Мы не станем утомлять читателя подробным описанием многоступенчатых небесных иерархий, принятых в гностическом учении. Гностики, без сомнения, надеялись, что пройдя эти запутанные лабиринты, они наверняка достигнут божественного света. Они были убеждены, что путь к спасению лежит через напряжение всех душевных сил. Иудеи скитались по пустыне сорок лет, прежде чем достичь Земли Обетованной. Волею своего Бога они совершили это длительное паломничество — и очистились. Но сколь же труднее и опаснее должен быть путь на небеса! А небеса эти были вотчиной многочисленных божеств, заимствованных гностикам из самых разных религий той эпохи. Триста шестьдесят верховных владык были, в свою очередь были подчинены пяти величайшим властителям: Кроносу, Аресу, Гермесу, Афродите и Зевсу. Эти эллинские имена стоят в одном ряду с «варварскими» восточными. В паре с Зевсом выступал иудейский Иегова. Помощником Ареса был некий дух по имени Йпсантахоунхаинхоухеок. Гермесу, богу-посреднику, помогал явно не столь могущественный дух: имя его состояло лишь из двух слогов — Хайнхух. Тем не менее, Хайнхух все же входит в троицу довольно могущественных «троесильных» божеств. София, дочь Барбело, связана с Афродитой; отношения между ними, очевидно, более дружественные, чем во всех прочих насильственных альянсах такого рода. Наконец, Кронос связан с безымянным духом — некой силой, происходящей от «великого незримого».
■ ■ ■ ■ ■
__Цель задания__: Допишите продолжение текста о небесных иерархиях гностиков, начав сразу после его последнего предложения. Список к этому тексту никак не относится.
■ ■ ■ ■ ■
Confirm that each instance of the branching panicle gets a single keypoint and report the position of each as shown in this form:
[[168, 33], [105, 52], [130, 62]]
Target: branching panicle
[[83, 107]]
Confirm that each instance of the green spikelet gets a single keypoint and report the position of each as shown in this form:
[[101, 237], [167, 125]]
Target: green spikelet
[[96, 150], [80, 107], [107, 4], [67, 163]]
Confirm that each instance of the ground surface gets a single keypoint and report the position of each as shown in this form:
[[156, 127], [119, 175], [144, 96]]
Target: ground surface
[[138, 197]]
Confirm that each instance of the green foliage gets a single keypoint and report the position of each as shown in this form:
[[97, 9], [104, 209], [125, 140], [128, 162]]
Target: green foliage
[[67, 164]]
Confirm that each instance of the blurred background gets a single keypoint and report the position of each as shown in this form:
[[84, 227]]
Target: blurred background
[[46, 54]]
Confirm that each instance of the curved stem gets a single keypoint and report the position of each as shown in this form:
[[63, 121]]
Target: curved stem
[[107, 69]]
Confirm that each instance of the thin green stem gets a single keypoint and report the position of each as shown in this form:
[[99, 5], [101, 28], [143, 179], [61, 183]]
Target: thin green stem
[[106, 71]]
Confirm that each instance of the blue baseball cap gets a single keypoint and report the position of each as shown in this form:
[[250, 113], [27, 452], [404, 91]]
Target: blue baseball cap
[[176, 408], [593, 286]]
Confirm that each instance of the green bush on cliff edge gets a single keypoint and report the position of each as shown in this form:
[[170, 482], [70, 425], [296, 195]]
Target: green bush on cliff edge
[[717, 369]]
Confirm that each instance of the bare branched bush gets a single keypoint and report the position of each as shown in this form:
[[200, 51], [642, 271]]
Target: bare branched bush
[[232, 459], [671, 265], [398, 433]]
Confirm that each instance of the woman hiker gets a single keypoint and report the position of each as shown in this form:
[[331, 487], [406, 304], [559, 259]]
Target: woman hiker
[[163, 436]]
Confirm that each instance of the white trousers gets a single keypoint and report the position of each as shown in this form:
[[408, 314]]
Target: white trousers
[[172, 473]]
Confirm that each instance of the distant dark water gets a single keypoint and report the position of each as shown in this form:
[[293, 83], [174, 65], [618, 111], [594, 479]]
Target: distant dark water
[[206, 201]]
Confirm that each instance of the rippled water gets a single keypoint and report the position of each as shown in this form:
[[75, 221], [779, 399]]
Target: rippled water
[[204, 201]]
■ ■ ■ ■ ■
__Решённое задание__:
Широкое распространение гностицизма свидетельствует о том, насколько привлекательным он оказался для народных масс. Интеллектуалы того времени также питали симпатию к новой вере, позволявшей примирить древние учения с зарождающимся христианством. Святой Павел (умер в 67 г. н. э.), сознавая всю опасность гностицизма, предостерегает эфесскую церковь от соблазнов увлечения «всяким ветром учения, по лукавству человеков, по хитрому искусству обольщения».* Но другие деятели ранней христианской церкви — например, Синезий (370 — 413), епископ Птолемаиды в Северной Африке, — оказались не столь осторожны. Свой комментарий на алхимическое сочинение, приписывавшееся Демокриту, Синезий посвятил верховному жрецу Сераписа в Александрии. Алхимические трактаты и гностические гимны этого епископа трудно совместить с ортодоксальным христианством.